Collected data:
--*--

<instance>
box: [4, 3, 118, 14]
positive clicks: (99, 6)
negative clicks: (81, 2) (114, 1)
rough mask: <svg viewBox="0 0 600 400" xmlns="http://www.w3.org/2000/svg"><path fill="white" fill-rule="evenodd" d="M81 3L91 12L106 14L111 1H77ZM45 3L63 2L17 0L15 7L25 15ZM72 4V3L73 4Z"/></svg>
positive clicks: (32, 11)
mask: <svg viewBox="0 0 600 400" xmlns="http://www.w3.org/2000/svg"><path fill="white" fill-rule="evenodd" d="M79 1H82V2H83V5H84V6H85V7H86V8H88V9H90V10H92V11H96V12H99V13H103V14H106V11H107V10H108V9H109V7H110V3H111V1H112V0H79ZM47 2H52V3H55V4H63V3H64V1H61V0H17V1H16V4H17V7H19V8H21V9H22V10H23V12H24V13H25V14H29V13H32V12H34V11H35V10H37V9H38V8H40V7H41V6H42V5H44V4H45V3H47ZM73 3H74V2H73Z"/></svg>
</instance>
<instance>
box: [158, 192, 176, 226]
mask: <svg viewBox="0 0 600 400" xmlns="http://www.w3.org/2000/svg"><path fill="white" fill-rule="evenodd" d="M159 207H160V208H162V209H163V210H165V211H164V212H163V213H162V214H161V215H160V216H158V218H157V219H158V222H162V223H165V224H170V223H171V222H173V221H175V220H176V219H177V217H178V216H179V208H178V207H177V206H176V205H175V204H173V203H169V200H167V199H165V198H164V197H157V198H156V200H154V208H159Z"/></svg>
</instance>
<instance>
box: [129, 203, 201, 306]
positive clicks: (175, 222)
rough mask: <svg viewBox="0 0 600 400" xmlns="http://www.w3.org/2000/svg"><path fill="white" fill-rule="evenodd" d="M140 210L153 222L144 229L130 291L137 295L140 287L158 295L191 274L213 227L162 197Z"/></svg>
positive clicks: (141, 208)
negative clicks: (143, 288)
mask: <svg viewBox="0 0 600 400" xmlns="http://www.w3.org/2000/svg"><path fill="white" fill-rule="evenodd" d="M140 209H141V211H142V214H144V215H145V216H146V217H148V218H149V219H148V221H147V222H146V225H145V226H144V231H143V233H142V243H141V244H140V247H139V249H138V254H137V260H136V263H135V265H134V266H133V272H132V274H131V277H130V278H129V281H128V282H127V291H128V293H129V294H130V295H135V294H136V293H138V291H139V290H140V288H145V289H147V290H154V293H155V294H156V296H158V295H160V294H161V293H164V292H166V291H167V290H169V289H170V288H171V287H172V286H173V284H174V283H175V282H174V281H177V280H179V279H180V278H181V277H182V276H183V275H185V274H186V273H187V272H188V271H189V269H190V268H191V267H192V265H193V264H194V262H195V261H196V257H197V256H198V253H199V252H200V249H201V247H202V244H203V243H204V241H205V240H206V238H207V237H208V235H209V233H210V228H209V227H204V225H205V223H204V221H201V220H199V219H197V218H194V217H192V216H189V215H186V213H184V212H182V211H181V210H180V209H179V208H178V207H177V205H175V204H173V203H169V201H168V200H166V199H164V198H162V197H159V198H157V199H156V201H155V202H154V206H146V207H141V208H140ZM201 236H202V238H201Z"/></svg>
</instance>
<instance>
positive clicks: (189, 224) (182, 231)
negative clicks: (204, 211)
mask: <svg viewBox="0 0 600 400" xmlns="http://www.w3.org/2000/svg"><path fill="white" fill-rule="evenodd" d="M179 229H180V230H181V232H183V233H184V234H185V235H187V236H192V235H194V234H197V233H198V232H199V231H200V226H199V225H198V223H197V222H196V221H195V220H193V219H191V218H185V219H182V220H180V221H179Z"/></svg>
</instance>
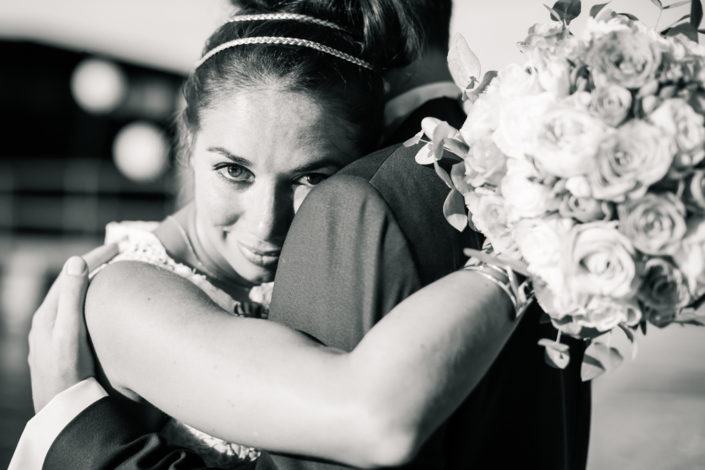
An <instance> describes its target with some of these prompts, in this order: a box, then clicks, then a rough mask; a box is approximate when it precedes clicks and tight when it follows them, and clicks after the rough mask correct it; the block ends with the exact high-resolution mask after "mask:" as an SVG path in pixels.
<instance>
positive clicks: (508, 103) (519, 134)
mask: <svg viewBox="0 0 705 470" xmlns="http://www.w3.org/2000/svg"><path fill="white" fill-rule="evenodd" d="M554 102H555V97H554V96H553V95H552V94H551V93H541V94H539V95H529V96H522V97H518V98H515V99H512V100H509V101H508V102H506V103H504V104H503V105H502V106H501V107H500V109H499V121H498V123H497V129H496V130H495V131H494V133H493V134H492V139H493V140H494V143H495V144H496V145H497V147H499V149H500V150H501V151H502V152H503V153H504V154H505V155H507V156H509V157H512V158H518V159H525V158H526V157H525V152H526V150H527V143H528V141H529V139H531V138H532V137H533V136H534V135H535V134H536V132H537V122H538V121H539V119H540V118H541V116H543V115H544V114H545V113H546V112H547V110H548V109H549V108H550V106H551V105H552V104H553V103H554Z"/></svg>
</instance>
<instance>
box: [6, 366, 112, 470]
mask: <svg viewBox="0 0 705 470" xmlns="http://www.w3.org/2000/svg"><path fill="white" fill-rule="evenodd" d="M106 396H108V394H107V393H106V391H105V389H104V388H103V387H101V386H100V384H98V382H97V381H96V380H95V379H94V378H93V377H91V378H88V379H85V380H83V381H81V382H79V383H77V384H76V385H73V386H72V387H70V388H68V389H66V390H64V391H63V392H61V393H59V394H58V395H57V396H55V397H54V398H53V399H52V400H51V401H50V402H49V403H48V404H47V405H46V406H45V407H44V408H42V409H41V410H40V411H39V413H37V414H36V415H34V417H33V418H32V419H30V420H29V421H28V422H27V425H26V426H25V428H24V431H23V432H22V436H20V441H19V443H18V444H17V448H16V449H15V453H14V455H13V456H12V460H11V461H10V466H9V467H8V470H41V468H42V466H43V465H44V459H45V458H46V456H47V453H48V452H49V448H50V447H51V445H52V444H53V442H54V440H55V439H56V438H57V437H59V434H60V433H61V431H63V429H64V428H65V427H66V426H68V424H69V423H70V422H71V421H73V419H74V418H75V417H76V416H78V415H79V414H80V413H81V412H82V411H83V410H85V409H86V408H88V407H89V406H91V405H92V404H93V403H95V402H97V401H98V400H100V399H101V398H103V397H106Z"/></svg>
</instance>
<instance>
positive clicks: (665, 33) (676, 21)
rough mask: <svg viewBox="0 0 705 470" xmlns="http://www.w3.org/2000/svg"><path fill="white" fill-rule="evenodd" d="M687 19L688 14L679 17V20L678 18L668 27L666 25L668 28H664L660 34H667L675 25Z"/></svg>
mask: <svg viewBox="0 0 705 470" xmlns="http://www.w3.org/2000/svg"><path fill="white" fill-rule="evenodd" d="M688 18H690V13H688V14H687V15H683V16H681V17H680V18H678V19H677V20H675V21H674V22H673V23H671V24H670V25H668V27H666V29H664V30H663V31H661V34H667V33H668V30H670V29H671V28H672V27H673V25H675V24H676V23H680V22H681V21H683V20H687V19H688Z"/></svg>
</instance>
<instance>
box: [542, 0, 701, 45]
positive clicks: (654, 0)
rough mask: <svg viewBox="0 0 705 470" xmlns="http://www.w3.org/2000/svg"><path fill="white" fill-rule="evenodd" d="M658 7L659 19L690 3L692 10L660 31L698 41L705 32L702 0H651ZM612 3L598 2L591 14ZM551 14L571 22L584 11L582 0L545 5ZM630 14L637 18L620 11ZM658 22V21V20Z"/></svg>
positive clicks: (601, 9)
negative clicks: (666, 10) (666, 11)
mask: <svg viewBox="0 0 705 470" xmlns="http://www.w3.org/2000/svg"><path fill="white" fill-rule="evenodd" d="M649 1H650V2H651V3H652V4H653V5H654V6H655V7H656V8H658V9H659V19H660V18H661V14H662V13H663V12H664V11H666V10H671V9H673V8H679V7H683V6H686V5H688V4H689V5H690V10H689V12H688V13H687V14H684V15H683V16H681V17H679V18H678V19H677V20H676V21H674V22H673V23H672V24H670V25H669V26H667V27H666V28H664V29H662V30H661V31H660V33H661V34H663V35H665V36H677V35H679V34H682V35H684V36H686V37H688V38H689V39H691V40H692V41H695V42H698V34H705V29H701V28H700V24H701V23H702V20H703V5H702V1H701V0H679V1H675V2H673V3H669V4H664V2H663V1H662V0H649ZM610 3H611V1H609V2H606V3H598V4H597V5H594V6H593V7H592V8H590V16H591V17H593V18H595V17H596V16H597V15H599V14H600V12H601V11H602V10H603V9H604V8H605V7H606V6H607V5H609V4H610ZM544 6H545V7H546V8H547V9H548V11H549V12H550V14H551V19H552V20H554V21H562V22H563V23H565V24H566V25H568V24H570V22H571V21H573V20H574V19H575V18H577V17H578V16H580V13H581V11H582V2H581V0H558V1H557V2H556V3H554V4H553V6H552V7H549V6H548V5H544ZM620 14H622V15H625V16H628V17H629V18H631V19H636V17H635V16H634V15H631V14H629V13H620ZM657 24H658V21H657Z"/></svg>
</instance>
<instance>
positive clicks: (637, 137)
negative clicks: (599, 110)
mask: <svg viewBox="0 0 705 470" xmlns="http://www.w3.org/2000/svg"><path fill="white" fill-rule="evenodd" d="M674 151H675V147H674V144H673V141H672V139H670V138H669V137H668V136H667V135H666V134H664V132H663V131H662V130H660V129H659V128H658V127H656V126H653V125H651V124H649V123H647V122H646V121H643V120H639V119H634V120H631V121H629V122H627V123H626V124H623V125H622V126H620V127H619V128H618V129H617V132H616V133H614V134H610V135H608V136H607V138H605V140H603V141H602V142H601V145H600V150H599V152H597V158H596V162H595V163H596V164H595V165H594V167H593V168H592V171H590V173H589V174H588V180H589V181H590V187H591V188H592V195H593V197H595V198H597V199H605V200H609V201H617V202H619V201H624V200H625V199H627V198H638V197H641V196H643V195H644V194H645V193H646V190H647V188H648V187H649V186H650V185H652V184H653V183H656V182H657V181H659V180H660V179H661V178H663V177H664V176H665V175H666V173H667V172H668V169H669V168H670V166H671V162H672V161H673V154H674Z"/></svg>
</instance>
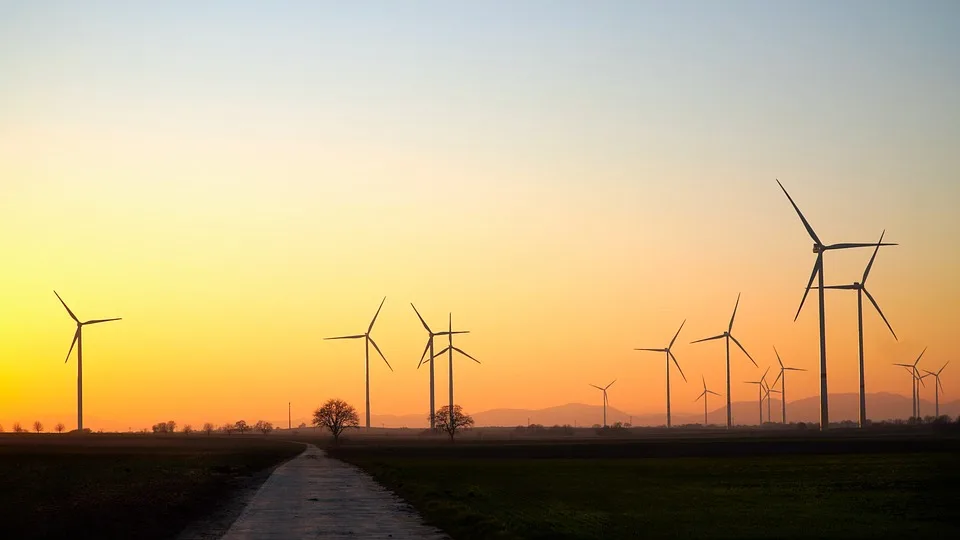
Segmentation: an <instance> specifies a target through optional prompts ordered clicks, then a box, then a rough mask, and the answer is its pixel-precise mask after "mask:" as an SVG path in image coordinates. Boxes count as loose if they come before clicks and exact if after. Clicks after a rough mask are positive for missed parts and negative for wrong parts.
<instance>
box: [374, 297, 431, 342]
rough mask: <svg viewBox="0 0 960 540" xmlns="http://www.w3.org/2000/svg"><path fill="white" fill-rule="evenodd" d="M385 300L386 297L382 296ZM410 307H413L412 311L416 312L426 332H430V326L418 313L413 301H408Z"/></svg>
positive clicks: (430, 332)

--*--

Exercise goal
How many lines of the records contain the string "negative", matching case exactly? Reply with the number alone.

Exercise output
6